“Enquanto isso, acrescentava-lhes o Senhor, dia a dia, os que iam sendo salvos”
Rafael Luiz Monteiro, D. Min., pastor na Associação Baixo-Amazonas, Belém, PA
O livro de Atos dos Apóstolos contém urna das mais impressionantes mensagens a respeito do crescimento eclesiástico. Na verdade, o livro relata o início da Igreja cristã, e suas páginas exalam fervor missionário. Elas transmitem não apenas mensagens de grande impacto missiológico, mas refletem a mente de Deus para fazer Sua Igreja crescer e, dessa maneira, alcançar o mundo com o evangelho.
As pessoas que transitam pelo livro de Atos são pessoas reais, com sua própria história e cultura. Através delas Deus vibra e alcança o coração de muitas gerações, transtornando o mundo com a “loucura da pregação” da fé cristã. São necessários apenas alguns textos, para visualizarmos essa dinâmica.
“Então, os que lhe aceitaram a palavra foram batizados, havendo um acréscimo naquele dia de quase três mil pessoas” (Atos 2:41). “Enquanto isso, acrescentava-lhes o Senhor, dia a dia, os que iam sendo salvos” (Atos 2:47). “Muitos, porém, dos que ouviram a palavra a aceitaram, subindo o número de homens a quase cinco mil” (Atos 4:4). “Com grande poder, os apóstolos davam testemunho da ressurreição do Senhor Jesus, e em todos eles havia abundante graça” (Atos 4:33).
“Muitos sinais e prodígios eram feitos entre o povo pelas mãos dos apóstolos. … E crescia mais e mais a multidão de crentes, tanto homens como mulheres…” (Atos 5:12-14). “Contudo, enchestes Jerusalém de vossa doutrina” (Atos 5:28). “E todos os dias, no templo e de casa em casa, não cessavam de ensinar e de pregar Jesus, o Cristo” (Atos 5:42). “Crescia a palavra de Deus, e, em Jerusalém, se multiplicava o número dos discípulos; também muitíssimos sacerdotes obedeciam à fé” (Atos 6:7). “E não podiam resistir à sabedoria e ao Espírito, pelo qual ele [Estevão] falava” (Atos 6:10).
“Os que foram dispersos iam por toda parte pregando a palavra. … As multidões atendiam, unânimes, às coisas que Filipe dizia, ouvindo-as e vendo os sinais que ele operava. Pois os espíritos imundos de muitos possessos saíam gritando em alta voz; e muitos paralíticos e coxos foram curados. E houve grande alegria naquela cidade” (Atos 8:4-8). “Quando, porém, deram crédito a Filipe, que os evangelizava a respeito do reino de Deus e do nome de Jesus Cristo, iam sendo batizados, assim homens como mulheres” (Atos 8:12).

**SEGMENTO DE DADOS:**

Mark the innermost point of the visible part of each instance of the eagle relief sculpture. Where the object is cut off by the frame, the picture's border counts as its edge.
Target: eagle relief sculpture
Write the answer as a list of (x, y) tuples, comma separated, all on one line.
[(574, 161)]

**OBJETIVO DECLARADO A:**
Diga se cada afirmação a seguir está de acordo com o texto sobre o crescimento da Igreja em Atos, respondendo sim ou não e citando literalmente as palavras do texto que decidem a questão. (i) A citação de Atos 2:41 fala de um acréscimo de quase três mil pessoas naquele dia. (ii) Segundo a citação de Atos 4:4, o número de homens subiu a quase dez mil. (iii) De acordo com a citação de Atos 6:7, muitíssimos sacerdotes obedeciam à fé.
**OBJETIVO DECLARADO B:**
Dê continuidade ao texto sobre o crescimento da Igreja em Atos a partir do ponto em que ele termina.

**RESPOSTA A:**
(i) Sim: «havendo um acréscimo naquele dia de quase três mil pessoas».
(ii) Não: «subindo o número de homens a quase cinco mil».
(iii) Sim: «também muitíssimos sacerdotes obedeciam à fé».

**RESPOSTA B:**
“A igreja, na verdade, tinha paz por toda a Judéia, Galiléia e Samaria, editicando-se e caminhando no temor do Senhor, e, no conforto do Espírito Santo, crescia em número” (Atos 9:31). “Isto se tornou conhecido por toda Jope, e muitos creram no Senhor” (Atos 9:42). “A mão do Senhor estava com eles, e muitos, crendo, se converteram ao Senhor” (Atos 11:21). “Os gentios, ouvindo isto, regozijavam-se e glorificavam a palavra do Senhor, e creram todos os que haviam sido destinados para a vida eterna. E divulgava-se a palavra do Senhor por toda aquela região” (Atos 13:48 e 49).
“E, tendo anunciado o evangelho naquela cidade e feito muitos discípulos, voltaram para Listra, e Icônio, e Antioquia” (Atos 14:21). “Assim, as igrejas eram fortalecidas na fé, e dia a dia aumentavam em número” (Atos 16:5). “Alguns deles foram persuadidos e unidos a Paulo e Silas, bem como numerosa multidão de gregos piedosos e muitas distintas mulheres” (Atos 17:4). “Teve Paulo durante a noite uma visão em que o Senhor lhe disse: Não temas; pelo contrário, fala e não te cales; porquanto Eu estou contigo, e ninguém ousará fazer-te mal, pois tenho muito povo nesta cidade” (Atos 18:9 e 10).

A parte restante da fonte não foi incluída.